Given records.

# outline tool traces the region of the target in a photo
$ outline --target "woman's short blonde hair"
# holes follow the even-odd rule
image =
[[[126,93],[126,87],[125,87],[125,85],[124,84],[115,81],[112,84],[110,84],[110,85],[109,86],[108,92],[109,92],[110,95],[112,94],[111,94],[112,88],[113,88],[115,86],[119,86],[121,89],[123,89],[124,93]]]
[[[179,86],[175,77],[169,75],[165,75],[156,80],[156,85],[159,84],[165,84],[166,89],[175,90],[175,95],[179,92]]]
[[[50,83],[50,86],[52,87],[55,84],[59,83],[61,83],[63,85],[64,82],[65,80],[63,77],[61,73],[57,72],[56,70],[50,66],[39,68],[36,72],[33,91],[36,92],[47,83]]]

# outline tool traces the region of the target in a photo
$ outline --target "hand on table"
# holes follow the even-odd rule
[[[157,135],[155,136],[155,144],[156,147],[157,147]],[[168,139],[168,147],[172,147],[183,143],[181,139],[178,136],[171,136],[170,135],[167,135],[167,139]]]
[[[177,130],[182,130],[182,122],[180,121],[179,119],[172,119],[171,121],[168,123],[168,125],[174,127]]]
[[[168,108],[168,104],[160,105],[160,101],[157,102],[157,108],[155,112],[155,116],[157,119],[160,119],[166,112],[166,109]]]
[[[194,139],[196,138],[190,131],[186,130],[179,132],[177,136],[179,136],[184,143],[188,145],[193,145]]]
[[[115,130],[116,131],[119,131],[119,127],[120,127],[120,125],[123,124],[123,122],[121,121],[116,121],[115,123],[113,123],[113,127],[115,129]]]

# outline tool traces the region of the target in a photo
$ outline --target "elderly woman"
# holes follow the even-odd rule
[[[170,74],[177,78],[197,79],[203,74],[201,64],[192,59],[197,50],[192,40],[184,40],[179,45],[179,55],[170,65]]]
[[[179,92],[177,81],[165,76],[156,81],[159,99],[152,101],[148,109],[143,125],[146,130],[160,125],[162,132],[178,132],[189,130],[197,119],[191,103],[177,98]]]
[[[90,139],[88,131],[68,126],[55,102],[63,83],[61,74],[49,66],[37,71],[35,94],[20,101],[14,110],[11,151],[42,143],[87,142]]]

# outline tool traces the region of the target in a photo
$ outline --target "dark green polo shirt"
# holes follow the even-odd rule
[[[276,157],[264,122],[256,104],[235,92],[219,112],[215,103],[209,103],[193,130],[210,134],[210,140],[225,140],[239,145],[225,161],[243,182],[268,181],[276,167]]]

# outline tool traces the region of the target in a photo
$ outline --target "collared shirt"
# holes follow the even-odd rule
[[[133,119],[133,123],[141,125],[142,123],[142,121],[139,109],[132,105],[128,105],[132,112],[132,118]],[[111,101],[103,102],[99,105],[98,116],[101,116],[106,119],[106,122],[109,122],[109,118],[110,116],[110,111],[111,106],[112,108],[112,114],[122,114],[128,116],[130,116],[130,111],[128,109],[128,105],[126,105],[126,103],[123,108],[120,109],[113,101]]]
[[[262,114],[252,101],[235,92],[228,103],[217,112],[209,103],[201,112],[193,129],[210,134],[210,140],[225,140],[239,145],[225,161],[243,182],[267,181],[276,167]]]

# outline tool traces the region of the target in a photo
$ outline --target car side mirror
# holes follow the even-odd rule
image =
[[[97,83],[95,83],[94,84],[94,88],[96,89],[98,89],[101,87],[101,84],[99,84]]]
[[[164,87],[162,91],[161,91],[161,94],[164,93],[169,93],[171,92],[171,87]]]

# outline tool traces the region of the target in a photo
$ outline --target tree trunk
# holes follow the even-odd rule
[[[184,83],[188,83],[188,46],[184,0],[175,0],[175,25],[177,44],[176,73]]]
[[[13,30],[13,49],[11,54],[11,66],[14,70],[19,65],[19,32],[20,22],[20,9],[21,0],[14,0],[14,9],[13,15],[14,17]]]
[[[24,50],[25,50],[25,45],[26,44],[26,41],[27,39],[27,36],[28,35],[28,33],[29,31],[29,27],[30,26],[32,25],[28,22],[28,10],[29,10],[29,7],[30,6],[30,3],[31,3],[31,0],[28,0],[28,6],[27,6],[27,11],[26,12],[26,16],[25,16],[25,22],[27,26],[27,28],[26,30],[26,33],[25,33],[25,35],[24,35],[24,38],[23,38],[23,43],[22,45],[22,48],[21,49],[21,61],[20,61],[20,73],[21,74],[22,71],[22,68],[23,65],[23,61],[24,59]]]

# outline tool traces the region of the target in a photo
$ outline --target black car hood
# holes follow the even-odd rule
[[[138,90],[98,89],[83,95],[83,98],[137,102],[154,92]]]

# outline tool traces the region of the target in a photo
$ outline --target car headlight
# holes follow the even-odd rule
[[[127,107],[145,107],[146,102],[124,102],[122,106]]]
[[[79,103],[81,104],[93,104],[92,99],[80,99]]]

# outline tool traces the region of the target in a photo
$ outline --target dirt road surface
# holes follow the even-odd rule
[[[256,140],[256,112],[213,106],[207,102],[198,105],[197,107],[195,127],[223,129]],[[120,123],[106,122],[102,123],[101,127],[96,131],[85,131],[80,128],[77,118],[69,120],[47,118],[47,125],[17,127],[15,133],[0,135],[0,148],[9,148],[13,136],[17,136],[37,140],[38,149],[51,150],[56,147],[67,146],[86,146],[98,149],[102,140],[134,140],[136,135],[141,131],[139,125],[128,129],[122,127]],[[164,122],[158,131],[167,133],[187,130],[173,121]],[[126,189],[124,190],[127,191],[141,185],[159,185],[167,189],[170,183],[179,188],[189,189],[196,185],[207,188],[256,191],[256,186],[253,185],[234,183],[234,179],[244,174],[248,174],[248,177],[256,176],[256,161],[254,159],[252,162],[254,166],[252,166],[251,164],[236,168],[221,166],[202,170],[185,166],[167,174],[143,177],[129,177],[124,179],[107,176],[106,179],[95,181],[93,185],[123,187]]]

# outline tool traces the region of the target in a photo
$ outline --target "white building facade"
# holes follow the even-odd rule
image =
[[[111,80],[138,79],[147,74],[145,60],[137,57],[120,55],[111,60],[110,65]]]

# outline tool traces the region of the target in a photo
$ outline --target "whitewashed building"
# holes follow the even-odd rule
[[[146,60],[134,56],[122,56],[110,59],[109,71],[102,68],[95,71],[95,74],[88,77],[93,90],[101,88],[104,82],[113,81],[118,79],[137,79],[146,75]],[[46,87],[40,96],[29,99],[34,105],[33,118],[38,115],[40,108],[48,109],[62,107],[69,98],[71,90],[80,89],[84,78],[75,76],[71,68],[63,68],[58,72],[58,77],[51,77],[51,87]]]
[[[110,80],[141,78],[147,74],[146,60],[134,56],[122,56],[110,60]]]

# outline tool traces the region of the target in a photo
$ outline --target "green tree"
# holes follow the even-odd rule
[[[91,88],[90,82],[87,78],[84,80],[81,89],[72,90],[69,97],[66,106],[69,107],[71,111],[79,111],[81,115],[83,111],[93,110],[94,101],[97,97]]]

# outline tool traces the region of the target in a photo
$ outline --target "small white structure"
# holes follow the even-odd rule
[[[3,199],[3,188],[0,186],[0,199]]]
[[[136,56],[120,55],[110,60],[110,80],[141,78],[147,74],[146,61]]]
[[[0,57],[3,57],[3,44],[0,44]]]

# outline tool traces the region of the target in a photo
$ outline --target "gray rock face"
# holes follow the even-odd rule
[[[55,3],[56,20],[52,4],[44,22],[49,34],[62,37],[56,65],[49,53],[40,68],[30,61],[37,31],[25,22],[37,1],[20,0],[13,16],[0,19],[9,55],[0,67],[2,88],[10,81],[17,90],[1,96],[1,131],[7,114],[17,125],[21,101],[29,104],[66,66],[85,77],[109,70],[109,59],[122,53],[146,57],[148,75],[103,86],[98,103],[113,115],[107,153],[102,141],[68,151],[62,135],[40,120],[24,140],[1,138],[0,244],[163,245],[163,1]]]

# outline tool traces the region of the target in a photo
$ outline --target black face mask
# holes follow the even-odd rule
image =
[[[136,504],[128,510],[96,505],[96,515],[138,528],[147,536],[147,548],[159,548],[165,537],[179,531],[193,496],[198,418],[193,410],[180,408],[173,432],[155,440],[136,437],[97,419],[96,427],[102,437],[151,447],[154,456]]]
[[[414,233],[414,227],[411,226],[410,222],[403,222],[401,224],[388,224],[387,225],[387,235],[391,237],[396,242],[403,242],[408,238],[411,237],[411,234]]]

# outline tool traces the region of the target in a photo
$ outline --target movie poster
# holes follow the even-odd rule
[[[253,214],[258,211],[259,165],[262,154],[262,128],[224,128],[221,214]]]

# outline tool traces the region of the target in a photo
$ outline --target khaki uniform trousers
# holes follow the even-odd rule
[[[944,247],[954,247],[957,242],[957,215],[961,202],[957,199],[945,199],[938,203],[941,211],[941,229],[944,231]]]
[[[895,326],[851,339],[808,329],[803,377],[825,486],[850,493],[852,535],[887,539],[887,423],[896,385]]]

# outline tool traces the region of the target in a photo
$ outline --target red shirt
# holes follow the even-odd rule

To do. In the listing above, locate every line that contains the word "woman" with the same capitalization, and copy each of those lines.

Answer to this problem.
$ outline --target "woman's short blonde hair"
$ outline --target "elderly woman"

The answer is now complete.